_PAGE EXTRACT_
::::::::
Sometimes horses learn to fly, and a year or two could present an entirely new regulatory reality.

California Stem Cell

The parties filed a joint preliminary statement, which sets forth the claims and defenses, lists the witnesses, and the documents (and of course it can be amended as more information becomes available through discovery), and sets forth a proposed case schedule. The parties are looking at a trial in late July to early August, subject to the Court’s availability. They are proposing a motion deadline of late May. Here is the joint statement. castemcelljtdiscovery

There is a scheduling conference with the judge on Tuesday, October 1, 2018, at which point proposed deadlines will be adopted or changed.

The legal issues related in the joint statement are as expected and as discussed in prior posts, namely whether the defendants’ procedure is an unapproved new drug or not regulated by the FDA because it’s a same day surgical procedure, with not more than minimally manipulated autologous cells, given for a homologous use and all the practice of medicine and lack of jurisdiction stuff thrown in. The relevant trial documents are the 483 inspectional observations, communications between the parties and the final guidance documents pertaining to these issues, as well as patient complaints. Predictably, the defense seems to want to have some patients testify, and I’m always in favor of that. Look to the government to seek to stop that, because hey, that’s how they roll.
::::::::
_RAW DATA_
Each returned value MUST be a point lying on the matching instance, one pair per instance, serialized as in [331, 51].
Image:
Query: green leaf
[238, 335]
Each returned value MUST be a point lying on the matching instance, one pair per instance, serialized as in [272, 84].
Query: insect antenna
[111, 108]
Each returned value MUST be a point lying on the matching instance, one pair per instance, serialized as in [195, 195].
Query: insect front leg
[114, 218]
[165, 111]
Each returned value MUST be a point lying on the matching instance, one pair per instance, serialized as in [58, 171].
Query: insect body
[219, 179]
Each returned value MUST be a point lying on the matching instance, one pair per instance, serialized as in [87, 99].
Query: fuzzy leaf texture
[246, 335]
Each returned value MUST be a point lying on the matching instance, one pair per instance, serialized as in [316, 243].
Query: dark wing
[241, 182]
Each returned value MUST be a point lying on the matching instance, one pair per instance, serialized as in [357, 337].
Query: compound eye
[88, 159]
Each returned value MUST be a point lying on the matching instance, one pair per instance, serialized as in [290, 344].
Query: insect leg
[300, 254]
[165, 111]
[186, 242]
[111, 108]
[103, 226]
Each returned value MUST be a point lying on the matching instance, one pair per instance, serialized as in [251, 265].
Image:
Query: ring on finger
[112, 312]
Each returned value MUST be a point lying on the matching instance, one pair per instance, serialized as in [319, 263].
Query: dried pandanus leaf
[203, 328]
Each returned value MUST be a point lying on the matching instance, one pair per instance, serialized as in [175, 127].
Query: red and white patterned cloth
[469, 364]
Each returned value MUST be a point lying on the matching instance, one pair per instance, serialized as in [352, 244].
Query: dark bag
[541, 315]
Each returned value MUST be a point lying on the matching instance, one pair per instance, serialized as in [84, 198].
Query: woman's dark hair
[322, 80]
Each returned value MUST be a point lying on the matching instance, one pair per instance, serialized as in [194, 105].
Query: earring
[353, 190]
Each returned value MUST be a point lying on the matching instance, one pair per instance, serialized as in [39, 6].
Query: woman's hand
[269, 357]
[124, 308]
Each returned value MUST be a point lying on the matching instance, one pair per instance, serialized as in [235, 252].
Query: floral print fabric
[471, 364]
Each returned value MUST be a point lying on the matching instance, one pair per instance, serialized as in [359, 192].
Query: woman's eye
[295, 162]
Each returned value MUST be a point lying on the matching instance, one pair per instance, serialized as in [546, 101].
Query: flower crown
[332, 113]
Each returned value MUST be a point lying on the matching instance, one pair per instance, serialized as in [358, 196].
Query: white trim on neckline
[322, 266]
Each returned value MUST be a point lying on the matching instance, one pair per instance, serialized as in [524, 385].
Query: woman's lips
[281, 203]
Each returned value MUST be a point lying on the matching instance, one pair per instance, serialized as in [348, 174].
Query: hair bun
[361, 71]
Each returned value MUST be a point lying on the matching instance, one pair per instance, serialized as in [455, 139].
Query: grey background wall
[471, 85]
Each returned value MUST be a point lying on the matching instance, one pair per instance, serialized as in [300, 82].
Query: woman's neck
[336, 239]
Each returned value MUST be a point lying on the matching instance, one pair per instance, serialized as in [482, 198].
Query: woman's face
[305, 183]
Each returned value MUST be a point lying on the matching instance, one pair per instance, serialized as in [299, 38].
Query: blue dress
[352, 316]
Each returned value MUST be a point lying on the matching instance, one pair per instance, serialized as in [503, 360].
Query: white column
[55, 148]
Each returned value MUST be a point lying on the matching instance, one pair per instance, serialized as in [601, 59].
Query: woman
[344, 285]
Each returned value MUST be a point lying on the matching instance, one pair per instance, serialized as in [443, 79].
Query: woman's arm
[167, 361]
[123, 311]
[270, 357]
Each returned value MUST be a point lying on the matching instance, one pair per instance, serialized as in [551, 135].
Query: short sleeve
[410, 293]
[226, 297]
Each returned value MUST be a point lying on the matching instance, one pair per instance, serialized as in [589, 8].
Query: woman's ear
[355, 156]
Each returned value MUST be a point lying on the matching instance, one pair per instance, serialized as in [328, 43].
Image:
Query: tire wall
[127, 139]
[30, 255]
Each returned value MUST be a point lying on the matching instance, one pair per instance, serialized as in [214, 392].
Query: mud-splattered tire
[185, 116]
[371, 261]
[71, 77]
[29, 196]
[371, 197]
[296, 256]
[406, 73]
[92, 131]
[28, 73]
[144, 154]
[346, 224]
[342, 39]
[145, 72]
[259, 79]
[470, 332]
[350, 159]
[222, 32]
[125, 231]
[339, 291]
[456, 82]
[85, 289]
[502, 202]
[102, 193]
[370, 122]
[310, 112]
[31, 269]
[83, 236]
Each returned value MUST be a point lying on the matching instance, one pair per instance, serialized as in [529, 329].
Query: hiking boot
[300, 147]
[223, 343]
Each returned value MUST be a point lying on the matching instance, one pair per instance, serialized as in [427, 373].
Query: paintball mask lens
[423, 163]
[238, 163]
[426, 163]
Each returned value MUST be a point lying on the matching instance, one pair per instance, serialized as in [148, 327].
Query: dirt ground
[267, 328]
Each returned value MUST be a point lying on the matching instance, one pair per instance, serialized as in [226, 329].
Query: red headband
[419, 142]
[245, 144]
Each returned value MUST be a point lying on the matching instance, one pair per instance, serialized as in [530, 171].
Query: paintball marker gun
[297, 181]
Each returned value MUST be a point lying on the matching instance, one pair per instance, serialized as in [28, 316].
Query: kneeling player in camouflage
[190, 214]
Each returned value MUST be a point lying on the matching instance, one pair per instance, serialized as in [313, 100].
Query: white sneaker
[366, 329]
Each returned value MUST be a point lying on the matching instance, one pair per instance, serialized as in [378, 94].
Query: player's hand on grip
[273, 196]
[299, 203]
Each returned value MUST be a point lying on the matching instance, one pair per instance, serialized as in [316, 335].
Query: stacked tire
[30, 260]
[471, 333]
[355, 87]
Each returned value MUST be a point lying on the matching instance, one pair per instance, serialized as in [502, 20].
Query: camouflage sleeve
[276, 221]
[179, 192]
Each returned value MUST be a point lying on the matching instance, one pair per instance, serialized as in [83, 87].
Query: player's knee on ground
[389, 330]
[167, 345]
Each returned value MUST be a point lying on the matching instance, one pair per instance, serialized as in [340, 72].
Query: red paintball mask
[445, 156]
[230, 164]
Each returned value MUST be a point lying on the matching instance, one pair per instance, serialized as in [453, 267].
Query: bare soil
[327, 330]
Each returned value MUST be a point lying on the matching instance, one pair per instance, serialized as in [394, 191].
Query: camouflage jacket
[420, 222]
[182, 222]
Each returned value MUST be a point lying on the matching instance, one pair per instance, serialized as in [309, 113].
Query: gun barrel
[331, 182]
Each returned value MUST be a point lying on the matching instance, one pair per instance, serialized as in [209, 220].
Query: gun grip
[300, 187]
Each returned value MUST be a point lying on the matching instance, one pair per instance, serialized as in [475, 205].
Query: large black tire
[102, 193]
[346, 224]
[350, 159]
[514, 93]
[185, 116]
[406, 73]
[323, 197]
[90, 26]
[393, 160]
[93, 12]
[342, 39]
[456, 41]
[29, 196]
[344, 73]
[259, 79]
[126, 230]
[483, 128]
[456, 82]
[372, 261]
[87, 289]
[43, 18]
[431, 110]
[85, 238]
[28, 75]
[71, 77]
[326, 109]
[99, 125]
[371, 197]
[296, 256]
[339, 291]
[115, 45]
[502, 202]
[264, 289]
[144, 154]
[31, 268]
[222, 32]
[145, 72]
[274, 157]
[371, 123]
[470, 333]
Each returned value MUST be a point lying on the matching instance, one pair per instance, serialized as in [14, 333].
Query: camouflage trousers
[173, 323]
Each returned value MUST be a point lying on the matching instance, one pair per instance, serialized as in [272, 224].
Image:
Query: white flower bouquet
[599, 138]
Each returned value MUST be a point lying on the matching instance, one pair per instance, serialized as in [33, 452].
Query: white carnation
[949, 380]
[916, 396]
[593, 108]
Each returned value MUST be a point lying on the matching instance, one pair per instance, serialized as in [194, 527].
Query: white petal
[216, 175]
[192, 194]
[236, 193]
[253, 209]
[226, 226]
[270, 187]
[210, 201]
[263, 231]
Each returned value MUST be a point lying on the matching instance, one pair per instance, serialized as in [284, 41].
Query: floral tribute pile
::::::::
_EXERCISE INSTRUCTIONS_
**a.** In the stem cell case excerpt, when are the parties looking to hold the trial?
**b.** Reproduce the portion of the stem cell case excerpt starting at "California Stem Cell" and ending at "adopted or changed.".
Answer from the stem cell case excerpt alone.

_ANSWERS BY TASK_
**a.** Late July to early August, subject to the Court's availability.

**b.**
California Stem Cell

The parties filed a joint preliminary statement, which sets forth the claims and defenses, lists the witnesses, and the documents (and of course it can be amended as more information becomes available through discovery), and sets forth a proposed case schedule. The parties are looking at a trial in late July to early August, subject to the Court’s availability. They are proposing a motion deadline of late May. Here is the joint statement. castemcelljtdiscovery

There is a scheduling conference with the judge on Tuesday, October 1, 2018, at which point proposed deadlines will be adopted or changed.